Aim of the task:
Once the line containing "the horse leg" is found in the records below, return it and each following line exactly, up to and including the line containing "of the souvenir", and nothing else.

Input data:
◆ ◆ ◆ ◆ ◆ ◆ ◆

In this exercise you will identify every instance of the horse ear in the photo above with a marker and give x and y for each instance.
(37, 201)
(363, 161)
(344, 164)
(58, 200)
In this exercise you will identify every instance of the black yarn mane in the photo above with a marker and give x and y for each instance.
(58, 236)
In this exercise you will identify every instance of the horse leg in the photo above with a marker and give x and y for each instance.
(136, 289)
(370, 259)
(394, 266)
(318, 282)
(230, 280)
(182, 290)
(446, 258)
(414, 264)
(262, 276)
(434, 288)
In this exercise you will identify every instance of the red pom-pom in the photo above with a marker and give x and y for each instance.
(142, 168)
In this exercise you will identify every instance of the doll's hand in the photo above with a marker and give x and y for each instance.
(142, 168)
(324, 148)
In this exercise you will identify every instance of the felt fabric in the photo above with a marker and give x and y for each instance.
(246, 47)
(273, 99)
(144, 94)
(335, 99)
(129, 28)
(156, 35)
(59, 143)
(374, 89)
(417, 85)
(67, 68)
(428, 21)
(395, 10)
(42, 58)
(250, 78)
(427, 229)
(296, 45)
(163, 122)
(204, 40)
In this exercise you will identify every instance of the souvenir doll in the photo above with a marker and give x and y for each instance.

◆ ◆ ◆ ◆ ◆ ◆ ◆

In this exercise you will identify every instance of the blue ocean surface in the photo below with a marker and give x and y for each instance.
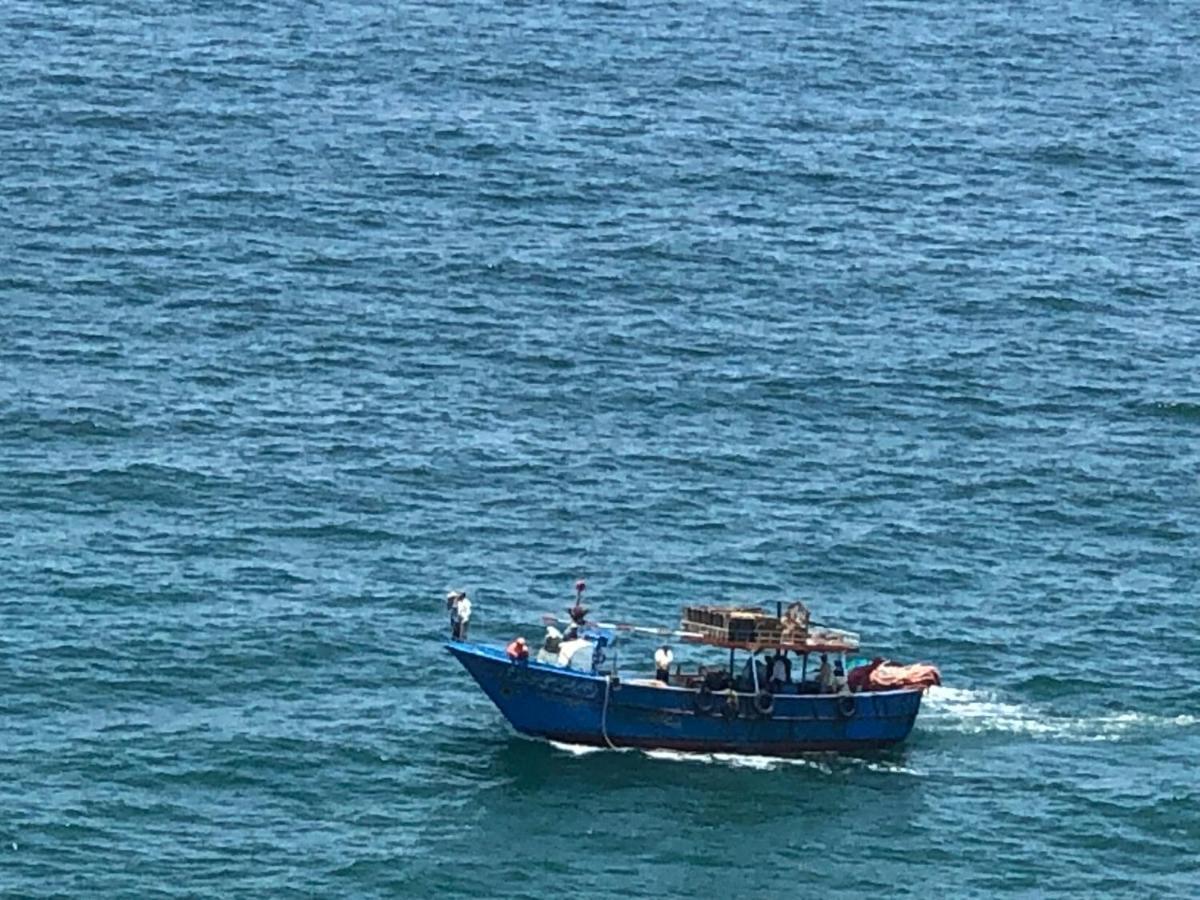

◆ ◆ ◆ ◆ ◆ ◆ ◆

Output for this task:
In this exercise you will identify every instance of the horse leg in the photo above with a marker and give x and y for each instance.
(136, 289)
(370, 259)
(394, 266)
(318, 282)
(230, 280)
(182, 290)
(446, 258)
(414, 264)
(262, 276)
(434, 288)
In this exercise you will identify every instance of the red pom-pom in the photo above with a marker and give x and y for each instance.
(142, 168)
In this exercise you will identify every instance of the doll's hand in the photo above with a marker and give x and y for each instance.
(142, 168)
(324, 148)
In this exercise you will identify every instance of the felt fabric in the photo above with a marker and give x and y for each instance.
(246, 47)
(273, 99)
(144, 94)
(335, 99)
(129, 28)
(156, 35)
(59, 143)
(374, 89)
(417, 85)
(67, 68)
(428, 21)
(395, 10)
(42, 58)
(250, 78)
(427, 229)
(296, 45)
(163, 122)
(204, 40)
In this exercise you will identify every instance of the souvenir doll in the photo above with a marker and give x and y for each instance.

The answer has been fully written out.